__AUFGABEN__:
• a. Gib aus dem Forumsthread über neue Fenster im Hintergrund den Abschnitt zwischen „# Neue Fenster“ und „ich einfach nicht...“ wörtlich aus, beide Stellen eingeschlossen.
• b. Welche Versionen von Mandrake und KDE verwendet zoku2020 laut dem Forumsthread über neue Fenster im Hintergrund?
• c. Entscheide für jede der folgenden Aussagen mit Ja oder Nein, ob sie mit dem Forumsthread über neue Fenster im Hintergrund übereinstimmt, und zitiere jeweils die entscheidenden Worte wörtlich: (i) Kleini nimmt an, dass das Problem im Konqueror auftritt. (ii) Das Problem betrifft nur den Konqueror. (iii) Nachdem zoku2020 Kleinis Vorschlag ausprobiert hat, ist das Problem behoben.

# Neue Fenster im Hintergrund [Mandrake+KDE]



## zoku2020 (3. August 2004)

Ich will gleich zur Sache kommen... Ich habe ein kleines Linux-Problem. (ich nutze Mandrake 10.0 mit KDE 3.2) Gestern habe ich versucht das System etwas besser-aussehend zu machen und dabei ist mir wohl eine Einstellung flöten gegangen, die die neuen Fenster in den Vordergrund befördert... jetzt starten alle neuen Fenster im Hintergrund... wie kann ich das rückgängig machen, bzw. wie kann man einstellen, dass alle neuen Fenster aktiv in den Vordergrund kommen?
Danke schonmal im voraus für Hilfe!

PS.: Ich habe wirklich lange dran rumgebastelt, aber die Einstellung find ich einfach nicht...


----------



## Kleini (3. August 2004)

Hallo!

Ich gehe mal davon aus, dass das Problem im Konqueror auftritt. Dort kannst du unter Einstellungen-Web Verhalten-Erweiterte Optionen einstellen, dass neue Fenster im Hintergrund geöffnet werden. Also einfach mal das Häckchen wegklicken.

MfG Kleini


----------



## zoku2020 (3. August 2004)

Ich versuchs mal... Das Problem ist allerdings auf ALLE Programme bezogen... Auch Konsolen usw.
[edit]
Ich hab das eben ausprobiert... an dem Problem ändert sich nichts.
[/edit]


----------

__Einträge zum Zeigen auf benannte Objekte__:
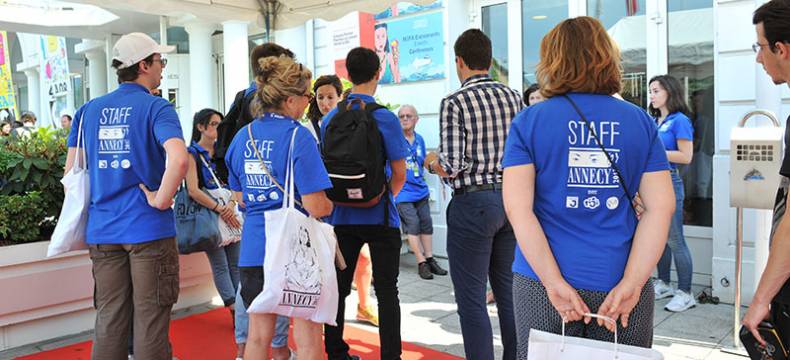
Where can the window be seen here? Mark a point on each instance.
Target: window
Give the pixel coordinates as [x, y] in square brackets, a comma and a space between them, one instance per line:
[625, 22]
[494, 21]
[690, 37]
[537, 18]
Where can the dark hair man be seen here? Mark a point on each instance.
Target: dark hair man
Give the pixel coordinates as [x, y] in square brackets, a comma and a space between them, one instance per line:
[474, 121]
[773, 52]
[356, 226]
[136, 160]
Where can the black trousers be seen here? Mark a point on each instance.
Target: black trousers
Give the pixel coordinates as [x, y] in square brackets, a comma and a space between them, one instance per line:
[384, 243]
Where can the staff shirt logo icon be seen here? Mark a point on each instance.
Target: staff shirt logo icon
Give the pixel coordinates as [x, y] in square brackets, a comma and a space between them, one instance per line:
[592, 203]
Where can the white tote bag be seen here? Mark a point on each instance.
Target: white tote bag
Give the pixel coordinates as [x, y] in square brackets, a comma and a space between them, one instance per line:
[222, 195]
[69, 234]
[300, 279]
[549, 346]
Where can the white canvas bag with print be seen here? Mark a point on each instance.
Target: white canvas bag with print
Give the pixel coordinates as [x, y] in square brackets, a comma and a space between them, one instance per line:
[221, 195]
[299, 272]
[69, 234]
[545, 346]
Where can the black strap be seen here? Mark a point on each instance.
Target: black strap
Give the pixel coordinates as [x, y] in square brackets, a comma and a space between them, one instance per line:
[609, 157]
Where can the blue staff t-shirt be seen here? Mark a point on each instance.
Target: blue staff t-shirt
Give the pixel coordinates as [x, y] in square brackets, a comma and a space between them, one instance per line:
[415, 188]
[394, 149]
[272, 134]
[197, 151]
[676, 126]
[125, 131]
[579, 201]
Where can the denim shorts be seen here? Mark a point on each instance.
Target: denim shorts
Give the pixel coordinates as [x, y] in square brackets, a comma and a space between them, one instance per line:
[251, 278]
[416, 217]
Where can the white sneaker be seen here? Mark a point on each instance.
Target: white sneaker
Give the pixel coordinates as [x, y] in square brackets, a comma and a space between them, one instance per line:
[682, 301]
[662, 289]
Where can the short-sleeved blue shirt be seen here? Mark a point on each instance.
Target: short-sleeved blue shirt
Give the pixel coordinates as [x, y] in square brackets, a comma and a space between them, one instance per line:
[394, 148]
[272, 134]
[125, 131]
[208, 179]
[415, 188]
[579, 201]
[676, 126]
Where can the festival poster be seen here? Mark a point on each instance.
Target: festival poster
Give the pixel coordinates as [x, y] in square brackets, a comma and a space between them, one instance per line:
[8, 108]
[410, 49]
[55, 74]
[405, 8]
[353, 30]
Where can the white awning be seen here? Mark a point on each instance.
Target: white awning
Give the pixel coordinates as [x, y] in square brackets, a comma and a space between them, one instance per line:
[290, 12]
[690, 37]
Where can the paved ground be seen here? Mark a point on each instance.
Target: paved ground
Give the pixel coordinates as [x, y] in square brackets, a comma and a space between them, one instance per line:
[430, 318]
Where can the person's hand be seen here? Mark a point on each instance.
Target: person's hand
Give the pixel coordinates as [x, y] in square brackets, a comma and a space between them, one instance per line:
[757, 313]
[568, 303]
[150, 196]
[429, 158]
[639, 206]
[228, 215]
[618, 304]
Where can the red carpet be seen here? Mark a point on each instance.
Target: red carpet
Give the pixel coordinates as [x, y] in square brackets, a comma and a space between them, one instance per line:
[210, 336]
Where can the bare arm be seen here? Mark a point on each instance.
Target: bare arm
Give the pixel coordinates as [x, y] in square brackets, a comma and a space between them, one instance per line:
[398, 176]
[683, 154]
[317, 204]
[649, 241]
[194, 189]
[776, 273]
[174, 172]
[518, 193]
[70, 156]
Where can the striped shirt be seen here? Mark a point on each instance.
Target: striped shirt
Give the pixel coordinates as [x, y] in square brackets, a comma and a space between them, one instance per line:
[473, 122]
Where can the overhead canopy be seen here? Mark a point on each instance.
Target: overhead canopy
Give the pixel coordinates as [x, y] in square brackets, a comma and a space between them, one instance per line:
[296, 12]
[286, 13]
[690, 37]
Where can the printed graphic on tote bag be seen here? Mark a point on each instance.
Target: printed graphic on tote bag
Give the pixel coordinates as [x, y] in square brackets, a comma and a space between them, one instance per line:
[302, 273]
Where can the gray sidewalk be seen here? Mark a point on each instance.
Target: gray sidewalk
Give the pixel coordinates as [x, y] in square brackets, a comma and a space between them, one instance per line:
[429, 318]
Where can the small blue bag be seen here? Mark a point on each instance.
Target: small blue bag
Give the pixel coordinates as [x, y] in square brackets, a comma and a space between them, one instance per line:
[197, 228]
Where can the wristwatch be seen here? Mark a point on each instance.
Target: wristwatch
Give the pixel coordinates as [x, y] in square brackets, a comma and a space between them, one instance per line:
[430, 167]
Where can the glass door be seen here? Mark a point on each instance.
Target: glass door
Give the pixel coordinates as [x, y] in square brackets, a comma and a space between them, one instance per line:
[494, 24]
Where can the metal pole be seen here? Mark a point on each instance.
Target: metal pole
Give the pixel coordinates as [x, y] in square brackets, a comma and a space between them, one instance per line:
[736, 324]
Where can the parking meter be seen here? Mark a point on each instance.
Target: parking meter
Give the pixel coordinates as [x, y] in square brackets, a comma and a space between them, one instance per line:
[755, 158]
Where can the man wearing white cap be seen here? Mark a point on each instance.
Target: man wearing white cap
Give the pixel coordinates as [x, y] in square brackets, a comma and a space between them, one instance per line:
[136, 159]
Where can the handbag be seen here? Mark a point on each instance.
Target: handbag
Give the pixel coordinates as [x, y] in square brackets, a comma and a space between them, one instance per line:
[197, 228]
[221, 195]
[300, 275]
[69, 234]
[544, 346]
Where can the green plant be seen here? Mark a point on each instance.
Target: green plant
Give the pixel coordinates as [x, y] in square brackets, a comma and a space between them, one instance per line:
[35, 164]
[21, 217]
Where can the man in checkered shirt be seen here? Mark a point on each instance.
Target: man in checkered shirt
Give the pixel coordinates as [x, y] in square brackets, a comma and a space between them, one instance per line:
[474, 122]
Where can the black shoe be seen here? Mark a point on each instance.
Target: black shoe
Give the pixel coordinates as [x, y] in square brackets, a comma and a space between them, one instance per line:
[435, 268]
[424, 270]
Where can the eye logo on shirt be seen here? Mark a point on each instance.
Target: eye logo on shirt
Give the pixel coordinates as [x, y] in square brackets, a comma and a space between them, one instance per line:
[572, 202]
[612, 203]
[592, 203]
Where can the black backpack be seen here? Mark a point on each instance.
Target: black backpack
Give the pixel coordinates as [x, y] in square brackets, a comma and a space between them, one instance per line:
[353, 153]
[237, 117]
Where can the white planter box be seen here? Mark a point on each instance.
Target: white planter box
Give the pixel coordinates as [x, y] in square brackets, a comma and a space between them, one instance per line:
[43, 298]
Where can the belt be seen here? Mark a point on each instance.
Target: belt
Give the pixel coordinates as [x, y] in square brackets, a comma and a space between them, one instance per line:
[474, 188]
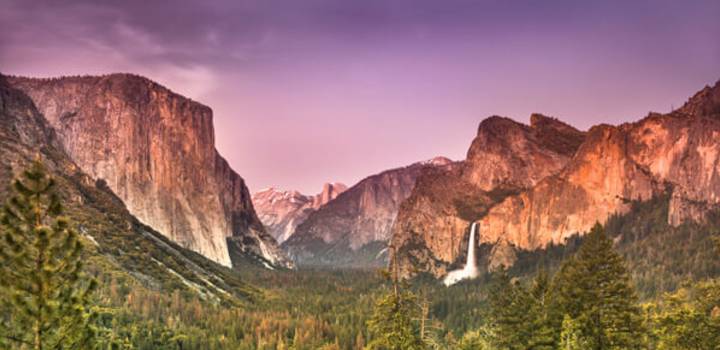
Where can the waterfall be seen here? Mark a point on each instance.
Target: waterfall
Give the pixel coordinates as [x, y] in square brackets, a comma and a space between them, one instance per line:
[470, 269]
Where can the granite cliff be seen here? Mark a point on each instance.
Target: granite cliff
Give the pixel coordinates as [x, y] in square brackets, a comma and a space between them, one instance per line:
[354, 228]
[282, 211]
[156, 150]
[528, 186]
[505, 157]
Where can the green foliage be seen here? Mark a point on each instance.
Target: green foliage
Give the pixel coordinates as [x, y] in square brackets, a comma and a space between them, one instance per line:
[45, 295]
[393, 325]
[593, 288]
[509, 303]
[688, 318]
[571, 336]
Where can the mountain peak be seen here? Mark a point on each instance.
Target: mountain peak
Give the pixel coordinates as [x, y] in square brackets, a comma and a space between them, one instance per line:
[705, 102]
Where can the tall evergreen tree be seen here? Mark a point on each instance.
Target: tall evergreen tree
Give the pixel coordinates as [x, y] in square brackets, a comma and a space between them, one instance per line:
[393, 324]
[593, 288]
[510, 318]
[45, 294]
[542, 331]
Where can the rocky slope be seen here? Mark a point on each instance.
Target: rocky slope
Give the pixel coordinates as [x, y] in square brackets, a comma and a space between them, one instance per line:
[504, 158]
[353, 229]
[674, 153]
[155, 150]
[282, 211]
[117, 245]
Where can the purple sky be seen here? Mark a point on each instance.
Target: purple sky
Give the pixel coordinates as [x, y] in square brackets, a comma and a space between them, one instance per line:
[306, 92]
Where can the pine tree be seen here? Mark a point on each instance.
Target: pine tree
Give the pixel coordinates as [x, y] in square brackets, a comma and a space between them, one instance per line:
[392, 325]
[571, 337]
[509, 304]
[542, 331]
[593, 288]
[41, 279]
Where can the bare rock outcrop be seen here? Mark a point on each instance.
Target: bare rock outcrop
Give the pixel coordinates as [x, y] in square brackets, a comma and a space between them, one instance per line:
[354, 228]
[527, 191]
[505, 158]
[282, 211]
[156, 150]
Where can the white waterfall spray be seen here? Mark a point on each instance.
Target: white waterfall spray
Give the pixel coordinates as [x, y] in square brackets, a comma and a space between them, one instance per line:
[470, 270]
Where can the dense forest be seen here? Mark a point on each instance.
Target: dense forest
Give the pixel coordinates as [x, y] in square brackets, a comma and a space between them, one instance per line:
[634, 283]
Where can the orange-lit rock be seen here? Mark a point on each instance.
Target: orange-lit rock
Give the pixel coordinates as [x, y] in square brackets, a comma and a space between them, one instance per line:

__ANTWORTEN__:
• a.
# Neue Fenster im Hintergrund [Mandrake+KDE]



## zoku2020 (3. August 2004)

Ich will gleich zur Sache kommen... Ich habe ein kleines Linux-Problem. (ich nutze Mandrake 10.0 mit KDE 3.2) Gestern habe ich versucht das System etwas besser-aussehend zu machen und dabei ist mir wohl eine Einstellung flöten gegangen, die die neuen Fenster in den Vordergrund befördert... jetzt starten alle neuen Fenster im Hintergrund... wie kann ich das rückgängig machen, bzw. wie kann man einstellen, dass alle neuen Fenster aktiv in den Vordergrund kommen?
Danke schonmal im voraus für Hilfe!

PS.: Ich habe wirklich lange dran rumgebastelt, aber die Einstellung find ich einfach nicht...

• b. Mandrake 10.0 mit KDE 3.2.

• c.
(i) Ja: „Ich gehe mal davon aus, dass das Problem im Konqueror auftritt.“
(ii) Nein: „Das Problem ist allerdings auf ALLE Programme bezogen...“
(iii) Nein: „an dem Problem ändert sich nichts.“